═══ Data to examine

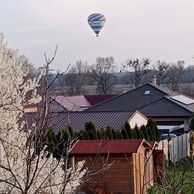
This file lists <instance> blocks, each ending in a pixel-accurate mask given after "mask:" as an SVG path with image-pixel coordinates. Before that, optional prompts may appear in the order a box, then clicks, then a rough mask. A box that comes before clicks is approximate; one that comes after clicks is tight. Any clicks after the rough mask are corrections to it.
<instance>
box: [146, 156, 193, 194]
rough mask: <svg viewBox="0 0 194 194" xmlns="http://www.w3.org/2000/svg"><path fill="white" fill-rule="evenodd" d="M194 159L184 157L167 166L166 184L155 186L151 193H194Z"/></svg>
mask: <svg viewBox="0 0 194 194" xmlns="http://www.w3.org/2000/svg"><path fill="white" fill-rule="evenodd" d="M193 162H194V160H192V159H191V158H184V159H183V160H181V161H180V162H178V163H177V164H175V165H169V166H167V167H166V176H165V184H164V185H163V186H159V185H158V186H155V187H154V188H152V189H151V190H150V191H149V192H148V193H149V194H194V164H193Z"/></svg>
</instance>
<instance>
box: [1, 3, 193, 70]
mask: <svg viewBox="0 0 194 194" xmlns="http://www.w3.org/2000/svg"><path fill="white" fill-rule="evenodd" d="M0 3H1V6H0V21H1V22H0V23H1V28H0V29H1V30H0V31H1V32H2V33H4V35H5V36H6V38H7V40H8V41H9V46H10V47H12V48H17V49H19V52H20V53H21V54H24V55H26V56H27V57H28V58H29V60H30V61H31V62H32V63H33V64H35V65H36V66H40V65H41V64H43V63H44V56H43V54H44V52H45V51H46V52H47V54H48V55H52V51H53V50H54V48H55V45H58V53H57V56H56V60H55V61H54V63H53V64H52V68H56V69H61V70H63V69H65V67H66V66H67V64H68V63H74V62H75V61H76V60H78V59H82V60H87V61H88V63H89V64H90V63H93V62H94V61H95V59H96V57H98V56H113V57H114V58H115V59H116V62H117V64H118V65H119V64H121V63H123V62H125V61H126V60H127V59H128V58H137V57H140V58H141V57H149V58H151V59H153V60H166V61H168V62H176V61H177V60H185V61H186V63H187V64H188V65H189V64H194V60H193V59H192V57H193V56H194V1H193V0H0ZM95 12H100V13H103V14H104V15H105V17H106V24H105V27H104V28H103V29H102V31H101V33H100V35H99V37H98V38H96V37H95V34H94V33H93V32H92V30H91V29H90V28H89V26H88V24H87V17H88V15H90V14H91V13H95Z"/></svg>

══════

Your instructions: Filter on the word "instance": copy each matching line from the entries above.

Solution for this task:
This file lists <instance> blocks, each ending in a pixel-accurate mask given after "mask:" as an SVG path with image-pixel coordinates. Before that, optional prompts may appear in the order a box, then clicks, then a rough mask. A box that comes before clicks is approximate; one that comes after clicks is tight. Any clicks after the rough mask are corrections to it.
<instance>
</instance>
<instance>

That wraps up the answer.